*文書抜粋*
────────────────────

4. 書類はクリアホルダとボックスで管理
ファイルしなければ書類は溢れる。トレイの上の書類は即座にファイルに組み入れることが大切である。またフローの書類なのかストックなのかを見分けることも大切である。
まず、安くクリアホルダを大量購入し、剥せるラベルとファイルボックスをいくつか購入しておく。書類をホルダにはさみ、ラベルを貼り、それをボックスに入れればよい。立てるだけで整理したと考えて差し支えない。あとは、そのボックスの置き場所を机の上か本棚、あるいはその両方に作ればよい。
これで押し出しファイルシステムになるので個人のフロー書類の管理にはこれで万全である。使ったものを手前にしまい続ければ、自然に使わないファイルは遠くに流れてゆく。たまに遠くに流れたファイルを見て、捨ててしまえばよい。
あとは少数のストックの書類を他の場所にインデックス式に管理しておくと更に万全である。勿論、そうしたホルダに目立つ印をつけておけば、押し出しファイルの中に入れておいても、さほど問題はないだろうが……。
5. メモは二冊のノートで管理
とにかくメモは散在させないことが大切であり理想的には一冊のノートで対応するのがベストだと思う。ただ、スケジュールはカレンダーになっていた方がみやすいので、その併せ技がベストと思う。
A5かB5の開き易いノートを購入し(パタンと閉じるのはダメである)、常に机の上には置いておき、それに一切を書くのがよい。使う前にページ番号をふるとよいことがあるかもしれないが面倒なら別によい。これが、メモ情報の受信箱となる。
次にスケジュール帳も準備しカレンダーの代わりに開いておくとよい。できればTODOも書けるのがよい。別に書けなくても、余ったページに書いたり、ポストイットを貼ればすむ問題なのでどちらでもよい。
この二冊で、メモ、スケジュールとTODOを全部管理してしまえばよい。机の上に広げられることや、持ち歩きに便利なこと、デザインが気にいることが大切である(アドレスブックも必要だが、これはPCで管理すればよいだろう)。
時間の管理には「野性的感覚」を必要とすると私は信じるので、電子ツールは適さないと思う。またアイディアを練る時も同様の理由から電子ツールは適さないと思う。まあ私がオッサンだからであり、若い時からそうした道具に親しんでいる人は違うのかもしれないが。
ちなみに、メモ帳からカードを作ってカードボックスでごちゃごちゃいじったり、PCのアウトラインエディタやデータベースなどで管理するのもいいと思う。
6. 本の管理
まず一般には蔵書管理なんてことはしなくてよい。本棚における物理的存在で充分である。

────────────────────

*表示内容*
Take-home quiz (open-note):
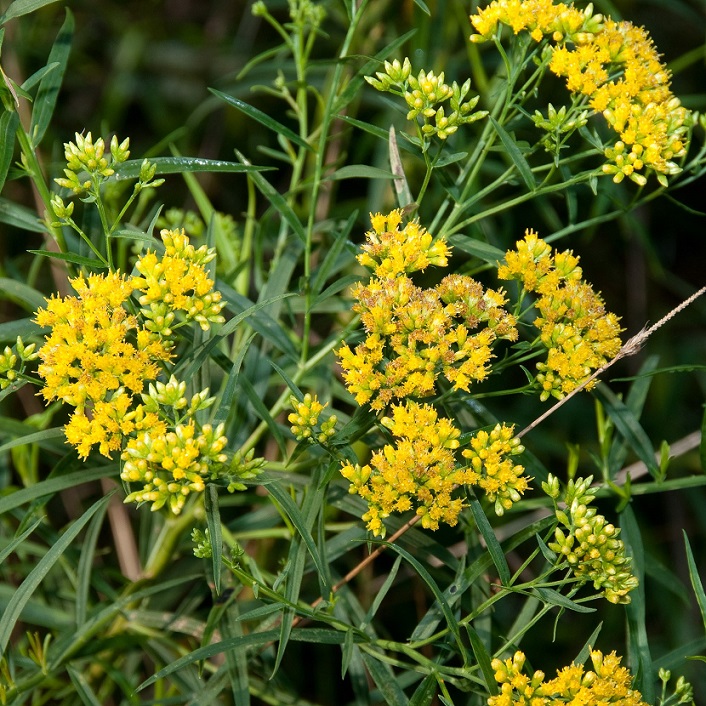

────────────────────

*取り組む課題*
1 - 整理術の文章では、メモ情報の受信箱となるのは何か。
2 - 整理術の文章を最後の文の続きから書き継げ。
各行は、整理術の文章とは別の資料である。

*解答例*
1 - 常に机の上に置いておき、一切を書き込むA5かB5の開き易いノートである。

2 -
ただそれは本をストック的に管理できる場合のみであり、全ての本を本棚に置けない時、本をフローのように扱う時に問題になる。段ボールにしまった本や捨てた本は、やっぱりカードにでもしておかないと記憶のかなたにすっとんでしまう。一時は蔵書命みたいなことを吹聴していた私も住宅事情の前には敗北するしかない。
こうした問題に対処すべく、簡単な読後感や要点を書いたカードを作るのもよいだろう。同様に図書館で読んだ本や立ち読みで読んだ本もカードにしておいた方がよいだろう。書誌情報はインターネットで簡単に取得できるので手で書く必要はないと思う。
ネットの蔵書管理のサイトを利用すうのもアリといえばアリだが、カードをボックスのなかでいじっていた方が記憶に残る気がする。身代わりは、いかに情報が少なくとも、やっぱり物理的存在の方がよいと思う。
ただ、それも読む分量が一定の時であり、カードを作るのは手間である以上、フローに対処するには向いていない。結局は破綻するのだから、そんなもんだと思って気楽に考えるのがよい。どうせ全てを記録はできないのだから。
7. オーディオ、テレビは物理的に存在させる
テレビは捨てろ……と言いたいが、必要ならば、しかるべき家具の上に鎮座せしむるべし。個人的にはPCで見るのは、かえってダラダラと見てしまうんじゃないかと思う。ダラダラでなければきちんと時間をとって見るのはよいと思う。
オーディオは専用の器具を利用するのがベストと思う。一時はセッセとmp3やらflacやらにしてHDに溜めこんだが、やはり電子化し仮想的な存在というのは扱いずらい。というか、音楽がタレ流しになってしまう。CDという物理的な制約が「聴く」という行為を意識的にしてくれる訳で、タレ流しも防止され、「聴く」楽しみも逆説的だが増す。
同様にCDをデジタル化して物理的に不在にしようとしたが、結局はCDは並べておいて、そのジャケットを眺めながら音楽を選んだり聴いたりするのが楽しいという結論になった。
たぶんDVDとかもデジタル化するよりは物理的に存在させとくべきかと思う。
8. 小物はフローかストックかを特に意識して管理
文房具はストックの道具であるので対応が簡単だったが、小物はその性格が難しい。
「うわ! これいい」と思って買ったものが、早くも一週間もたつと新鮮味が薄れ、三ヶ月も経つと「?」になるのである。そういう意味ではフローであるので早急に廃棄すべきなのだが、一度ストックしたものを人間なかなか捨てられないのである。また人から貰ったり、思い出の品だったりと掃除の敵の中でも最もタチが悪い。
連休の一日目の朝に、部屋の小物(小物と言うが大きくてもよい。要らなそうな家電とかも)を一度床に並べてみるとよいかもしれない。そして、それを分類して、捨てられるなら捨て、次に収納の引出しを並べて、そこに配置してゆく……。これは服の整理と同じ作戦である。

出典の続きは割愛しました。